▸ What you need to do: Identify every line in the items below that contains the word "blue", and copy each of those lines.

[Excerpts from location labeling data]
╭──

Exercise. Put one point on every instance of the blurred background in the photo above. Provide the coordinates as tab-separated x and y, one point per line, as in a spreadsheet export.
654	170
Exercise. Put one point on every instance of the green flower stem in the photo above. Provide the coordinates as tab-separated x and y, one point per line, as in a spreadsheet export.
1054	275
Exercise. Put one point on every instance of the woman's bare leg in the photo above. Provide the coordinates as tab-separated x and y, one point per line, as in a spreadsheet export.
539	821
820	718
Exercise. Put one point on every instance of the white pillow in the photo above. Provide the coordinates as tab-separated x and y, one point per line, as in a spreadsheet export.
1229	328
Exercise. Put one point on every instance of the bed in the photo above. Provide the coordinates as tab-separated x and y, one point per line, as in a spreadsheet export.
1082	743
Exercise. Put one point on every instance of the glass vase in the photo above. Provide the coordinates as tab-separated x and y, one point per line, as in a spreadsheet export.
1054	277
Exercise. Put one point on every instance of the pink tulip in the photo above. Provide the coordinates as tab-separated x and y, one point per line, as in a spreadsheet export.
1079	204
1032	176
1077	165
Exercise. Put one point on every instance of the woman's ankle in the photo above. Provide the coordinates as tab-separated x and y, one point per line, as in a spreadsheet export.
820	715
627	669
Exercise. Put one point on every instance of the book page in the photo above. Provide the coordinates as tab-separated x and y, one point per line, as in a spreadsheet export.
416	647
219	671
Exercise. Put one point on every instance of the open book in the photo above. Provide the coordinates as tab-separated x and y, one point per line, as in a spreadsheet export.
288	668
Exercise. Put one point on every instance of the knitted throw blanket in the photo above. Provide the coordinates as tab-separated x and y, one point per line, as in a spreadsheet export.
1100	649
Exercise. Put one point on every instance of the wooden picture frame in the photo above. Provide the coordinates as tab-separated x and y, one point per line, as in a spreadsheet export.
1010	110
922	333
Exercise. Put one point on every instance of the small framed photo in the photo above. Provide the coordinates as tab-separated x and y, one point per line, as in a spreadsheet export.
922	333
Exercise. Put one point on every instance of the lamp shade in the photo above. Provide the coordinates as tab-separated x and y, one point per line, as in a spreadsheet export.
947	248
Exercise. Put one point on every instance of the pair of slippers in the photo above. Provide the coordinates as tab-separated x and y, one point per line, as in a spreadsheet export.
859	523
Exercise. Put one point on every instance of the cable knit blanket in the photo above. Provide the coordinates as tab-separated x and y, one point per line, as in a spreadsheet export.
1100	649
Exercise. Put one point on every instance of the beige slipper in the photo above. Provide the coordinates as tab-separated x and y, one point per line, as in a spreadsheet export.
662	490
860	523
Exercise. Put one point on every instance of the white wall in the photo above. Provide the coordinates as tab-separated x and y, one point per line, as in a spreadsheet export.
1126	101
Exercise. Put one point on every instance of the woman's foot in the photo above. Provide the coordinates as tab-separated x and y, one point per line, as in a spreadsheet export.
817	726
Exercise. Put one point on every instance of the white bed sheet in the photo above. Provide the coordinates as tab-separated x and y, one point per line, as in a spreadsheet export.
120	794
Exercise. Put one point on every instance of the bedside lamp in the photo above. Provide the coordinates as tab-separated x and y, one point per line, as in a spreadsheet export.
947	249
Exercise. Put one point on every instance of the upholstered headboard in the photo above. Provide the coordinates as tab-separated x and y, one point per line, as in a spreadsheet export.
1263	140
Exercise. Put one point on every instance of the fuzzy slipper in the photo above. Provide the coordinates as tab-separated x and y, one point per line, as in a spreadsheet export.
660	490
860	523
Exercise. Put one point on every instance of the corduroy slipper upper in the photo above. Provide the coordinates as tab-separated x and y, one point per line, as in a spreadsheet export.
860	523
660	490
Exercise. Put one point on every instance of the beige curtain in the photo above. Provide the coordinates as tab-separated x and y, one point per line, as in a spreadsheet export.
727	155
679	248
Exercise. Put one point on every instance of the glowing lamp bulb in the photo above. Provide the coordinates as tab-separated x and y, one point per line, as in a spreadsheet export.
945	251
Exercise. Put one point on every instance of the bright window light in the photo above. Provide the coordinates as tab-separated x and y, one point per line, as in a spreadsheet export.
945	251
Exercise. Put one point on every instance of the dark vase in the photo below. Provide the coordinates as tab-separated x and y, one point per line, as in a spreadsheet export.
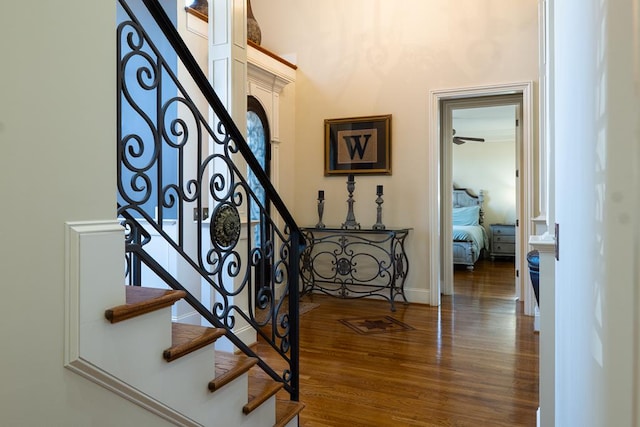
253	29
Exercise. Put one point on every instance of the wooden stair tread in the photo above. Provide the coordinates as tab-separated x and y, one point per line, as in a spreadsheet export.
286	410
260	389
141	300
229	367
187	338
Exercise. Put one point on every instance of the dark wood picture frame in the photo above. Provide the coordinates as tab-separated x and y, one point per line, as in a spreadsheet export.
358	145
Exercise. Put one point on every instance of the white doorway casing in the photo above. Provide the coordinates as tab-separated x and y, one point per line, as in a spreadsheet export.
440	178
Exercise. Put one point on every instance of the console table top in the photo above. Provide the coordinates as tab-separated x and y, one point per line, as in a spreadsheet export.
335	229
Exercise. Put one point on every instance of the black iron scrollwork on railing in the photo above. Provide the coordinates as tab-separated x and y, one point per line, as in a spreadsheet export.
172	163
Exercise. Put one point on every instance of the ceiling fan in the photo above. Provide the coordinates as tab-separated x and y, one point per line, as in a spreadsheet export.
462	139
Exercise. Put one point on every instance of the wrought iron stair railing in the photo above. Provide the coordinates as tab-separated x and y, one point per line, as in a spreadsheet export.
242	263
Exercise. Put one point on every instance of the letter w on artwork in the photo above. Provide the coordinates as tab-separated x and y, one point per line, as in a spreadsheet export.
358	146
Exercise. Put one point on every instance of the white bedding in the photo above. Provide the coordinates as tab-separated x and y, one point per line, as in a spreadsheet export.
474	233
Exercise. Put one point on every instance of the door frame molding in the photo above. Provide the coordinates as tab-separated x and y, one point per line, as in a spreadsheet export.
440	178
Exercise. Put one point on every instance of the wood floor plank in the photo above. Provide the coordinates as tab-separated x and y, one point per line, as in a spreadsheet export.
473	361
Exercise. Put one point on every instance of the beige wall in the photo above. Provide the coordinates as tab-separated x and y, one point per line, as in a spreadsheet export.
58	163
359	58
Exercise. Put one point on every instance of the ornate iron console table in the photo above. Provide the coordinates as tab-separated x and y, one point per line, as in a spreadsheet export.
349	263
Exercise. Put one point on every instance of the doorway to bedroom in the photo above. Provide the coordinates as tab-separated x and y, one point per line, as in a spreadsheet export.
444	102
484	153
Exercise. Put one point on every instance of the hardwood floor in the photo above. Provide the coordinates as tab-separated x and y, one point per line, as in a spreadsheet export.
471	362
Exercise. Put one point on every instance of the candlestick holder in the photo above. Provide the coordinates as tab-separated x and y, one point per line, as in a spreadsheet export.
379	225
320	224
350	221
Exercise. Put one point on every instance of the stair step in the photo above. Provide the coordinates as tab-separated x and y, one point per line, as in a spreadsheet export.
229	367
188	338
286	410
141	300
260	389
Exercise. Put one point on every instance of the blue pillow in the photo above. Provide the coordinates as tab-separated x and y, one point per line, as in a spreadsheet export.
469	215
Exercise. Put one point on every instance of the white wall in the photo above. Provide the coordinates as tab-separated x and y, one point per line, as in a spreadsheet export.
359	58
597	149
57	133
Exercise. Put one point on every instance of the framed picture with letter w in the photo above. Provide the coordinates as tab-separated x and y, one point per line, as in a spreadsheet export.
358	145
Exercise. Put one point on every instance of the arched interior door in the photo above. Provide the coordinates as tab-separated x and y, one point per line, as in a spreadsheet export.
259	139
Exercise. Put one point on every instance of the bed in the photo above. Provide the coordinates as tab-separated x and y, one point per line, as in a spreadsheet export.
469	236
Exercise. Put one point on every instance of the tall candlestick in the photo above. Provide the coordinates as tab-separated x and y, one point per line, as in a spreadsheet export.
350	222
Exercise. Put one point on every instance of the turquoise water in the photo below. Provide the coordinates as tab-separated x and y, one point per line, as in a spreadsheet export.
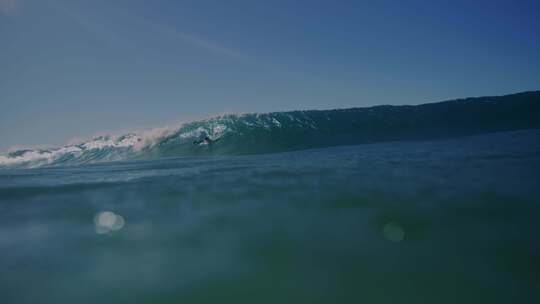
440	221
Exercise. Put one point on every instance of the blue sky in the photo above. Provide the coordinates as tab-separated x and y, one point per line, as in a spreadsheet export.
74	68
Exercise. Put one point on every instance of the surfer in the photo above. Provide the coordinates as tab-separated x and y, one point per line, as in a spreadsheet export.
205	141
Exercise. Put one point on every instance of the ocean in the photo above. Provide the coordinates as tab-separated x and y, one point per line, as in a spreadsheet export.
453	220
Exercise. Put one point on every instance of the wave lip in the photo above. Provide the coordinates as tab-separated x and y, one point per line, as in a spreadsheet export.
285	131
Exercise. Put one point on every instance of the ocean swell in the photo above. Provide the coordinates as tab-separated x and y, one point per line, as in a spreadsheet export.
285	131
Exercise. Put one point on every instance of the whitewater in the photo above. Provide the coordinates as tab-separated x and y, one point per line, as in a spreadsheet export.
436	203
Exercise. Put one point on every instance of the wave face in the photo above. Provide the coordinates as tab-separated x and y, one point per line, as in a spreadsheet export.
285	131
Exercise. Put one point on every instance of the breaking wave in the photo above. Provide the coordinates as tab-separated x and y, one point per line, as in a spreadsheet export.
285	131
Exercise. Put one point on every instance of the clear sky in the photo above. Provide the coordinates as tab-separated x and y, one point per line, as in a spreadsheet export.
74	68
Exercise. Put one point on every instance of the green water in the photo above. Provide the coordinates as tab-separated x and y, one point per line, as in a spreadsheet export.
453	221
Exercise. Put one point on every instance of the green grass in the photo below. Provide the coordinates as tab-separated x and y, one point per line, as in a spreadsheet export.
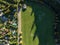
43	25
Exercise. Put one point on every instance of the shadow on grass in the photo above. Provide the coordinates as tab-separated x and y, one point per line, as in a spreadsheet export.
43	22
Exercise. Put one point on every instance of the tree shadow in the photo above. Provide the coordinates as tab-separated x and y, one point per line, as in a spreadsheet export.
43	20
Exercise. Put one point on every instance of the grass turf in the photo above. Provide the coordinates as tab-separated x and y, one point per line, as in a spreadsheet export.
37	25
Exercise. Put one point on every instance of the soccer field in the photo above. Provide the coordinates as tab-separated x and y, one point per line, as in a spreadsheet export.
37	25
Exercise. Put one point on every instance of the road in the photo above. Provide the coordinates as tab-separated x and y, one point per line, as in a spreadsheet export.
19	24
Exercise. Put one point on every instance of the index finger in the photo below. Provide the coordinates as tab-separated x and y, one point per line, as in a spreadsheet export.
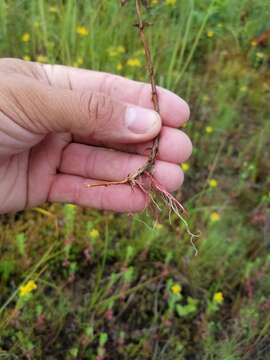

╰──

▸ Exercise output:
Exercise. Put one point on every instance of the blue pillow in the photo above. Provide the coordinates as tab-separated x and y, one point per line, as in a spreadsheet export.
Exercise. Put one point on every instance of the blue sky in the photo above. Provide the coordinates as tab-separated x and y, one point per line, as in a spreadsheet export.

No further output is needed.